== ПИСЬМЕННОЕ ЗАДАНИЕ ==
Почему, по словам Светланы из фрагмента о Гдени, жители захотели вернуться домой после отселения? Ответьте одним-тремя предложениями.

== ФРАГМЕНТ ДОКУМЕНТА ==
§ §

Подходим к калитке и замечаем молодого парня, который во дворе занимается трактором. Как оказалось, это Женя — внук Светланы и Евгения Шпетных. Эта семья в Гдени — «заможные крестьяне», именно к ним приходят со всей деревни за помощью в посадке и уборке урожая. Ещё бы, столько техники во дворе!
Нас интересует тема Чернобыля, об этом и стараемся узнать у хозяйки, которая через минуту появилась рядом.
Ещё мгновение — и мы уже внутри хаты рассматриваем фотографии семьи и вещи, которые лежат в комнатах. Новый дом и новая история.
— У 86-м гаду нас адсялілі, і праз шэсць месяцаў вярнулісь, — вспоминает Светлана.
— Вы не хацелі выязджаць?
— Не, людзі проціў былі. Начальства первае ўехала, скот выгналі, усё забралі…Куда было дзявацца?
— А вам гаварылі, з-за чаго вас высяляюць?
— Высялялі, сказалі, да восені і абратна. Падсялілі па Брагінскаму раёну па дзярэўнях, скот, усё вывезлі, тут стаялі пасты, ніхто нікога не прапускаў. Патом восенню ўсе вярнулісь назад: калхоз вярнуўся назад, скот назад, кантора назад, рабочыя назад, усе работалі.
— А чаму вярнулісь?
— Пагана было. Усе прэзіралі нас, у вочарадзі ў магазіне ўцякалі – думалі, мы заразныя. Усе лучшыя прадукты – сваім жыцелям, а нам — што асталась.

§ §

== ИСХОДНЫЕ ДАННЫЕ ==
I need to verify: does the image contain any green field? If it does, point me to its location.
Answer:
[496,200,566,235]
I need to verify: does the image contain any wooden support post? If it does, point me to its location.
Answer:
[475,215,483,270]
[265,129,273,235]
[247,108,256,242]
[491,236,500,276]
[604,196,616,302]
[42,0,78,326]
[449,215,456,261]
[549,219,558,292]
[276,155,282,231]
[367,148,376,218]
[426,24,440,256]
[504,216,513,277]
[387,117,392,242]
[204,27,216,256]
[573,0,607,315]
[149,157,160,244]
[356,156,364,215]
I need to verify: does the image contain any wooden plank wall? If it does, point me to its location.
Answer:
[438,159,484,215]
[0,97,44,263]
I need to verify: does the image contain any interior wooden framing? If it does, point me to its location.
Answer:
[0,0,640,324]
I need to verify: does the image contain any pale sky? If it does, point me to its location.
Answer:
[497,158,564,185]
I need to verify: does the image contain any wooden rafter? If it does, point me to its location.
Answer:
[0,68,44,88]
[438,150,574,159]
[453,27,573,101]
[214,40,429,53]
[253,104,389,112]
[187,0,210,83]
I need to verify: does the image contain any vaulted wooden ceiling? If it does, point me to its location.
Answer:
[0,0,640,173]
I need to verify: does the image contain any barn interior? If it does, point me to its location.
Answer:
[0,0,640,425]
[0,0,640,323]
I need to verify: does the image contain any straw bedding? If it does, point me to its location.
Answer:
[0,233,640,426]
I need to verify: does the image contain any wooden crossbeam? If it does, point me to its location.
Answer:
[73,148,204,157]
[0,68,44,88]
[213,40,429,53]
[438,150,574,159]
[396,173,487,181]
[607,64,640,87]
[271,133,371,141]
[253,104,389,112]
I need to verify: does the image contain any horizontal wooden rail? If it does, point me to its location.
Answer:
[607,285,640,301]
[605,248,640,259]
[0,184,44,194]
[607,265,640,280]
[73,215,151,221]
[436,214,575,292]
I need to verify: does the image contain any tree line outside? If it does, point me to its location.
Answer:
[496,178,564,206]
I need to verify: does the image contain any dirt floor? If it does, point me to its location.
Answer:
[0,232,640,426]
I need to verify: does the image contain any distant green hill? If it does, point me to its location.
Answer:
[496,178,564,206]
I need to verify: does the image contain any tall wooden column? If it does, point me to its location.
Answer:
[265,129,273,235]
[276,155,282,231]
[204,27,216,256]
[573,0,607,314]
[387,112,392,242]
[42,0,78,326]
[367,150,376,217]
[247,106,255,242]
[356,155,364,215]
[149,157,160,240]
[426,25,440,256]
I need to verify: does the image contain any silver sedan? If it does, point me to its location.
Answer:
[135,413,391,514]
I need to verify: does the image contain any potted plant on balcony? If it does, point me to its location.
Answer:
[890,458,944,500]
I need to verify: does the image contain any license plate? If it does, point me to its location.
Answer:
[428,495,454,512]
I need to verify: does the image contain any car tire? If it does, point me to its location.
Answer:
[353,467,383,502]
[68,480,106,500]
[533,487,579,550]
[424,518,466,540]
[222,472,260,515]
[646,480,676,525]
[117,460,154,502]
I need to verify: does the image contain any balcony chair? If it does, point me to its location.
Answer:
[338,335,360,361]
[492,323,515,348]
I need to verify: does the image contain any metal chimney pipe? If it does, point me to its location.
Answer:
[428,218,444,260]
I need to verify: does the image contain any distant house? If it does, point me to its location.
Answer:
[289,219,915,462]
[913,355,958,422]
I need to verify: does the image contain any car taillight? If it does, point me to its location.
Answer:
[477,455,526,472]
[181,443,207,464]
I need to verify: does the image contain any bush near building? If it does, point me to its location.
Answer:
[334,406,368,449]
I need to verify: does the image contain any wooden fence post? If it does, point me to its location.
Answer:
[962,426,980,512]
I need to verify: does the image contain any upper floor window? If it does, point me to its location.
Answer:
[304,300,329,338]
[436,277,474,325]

§ §

== ПОЛНЫЙ ОТВЕТ ==
На новом месте им жилось плохо: местные их презирали и в очереди в магазине отходили подальше, считая переселенцев заразными. Лучшие продукты доставались своим жителям, а переселенцам оставалось то, что было после них.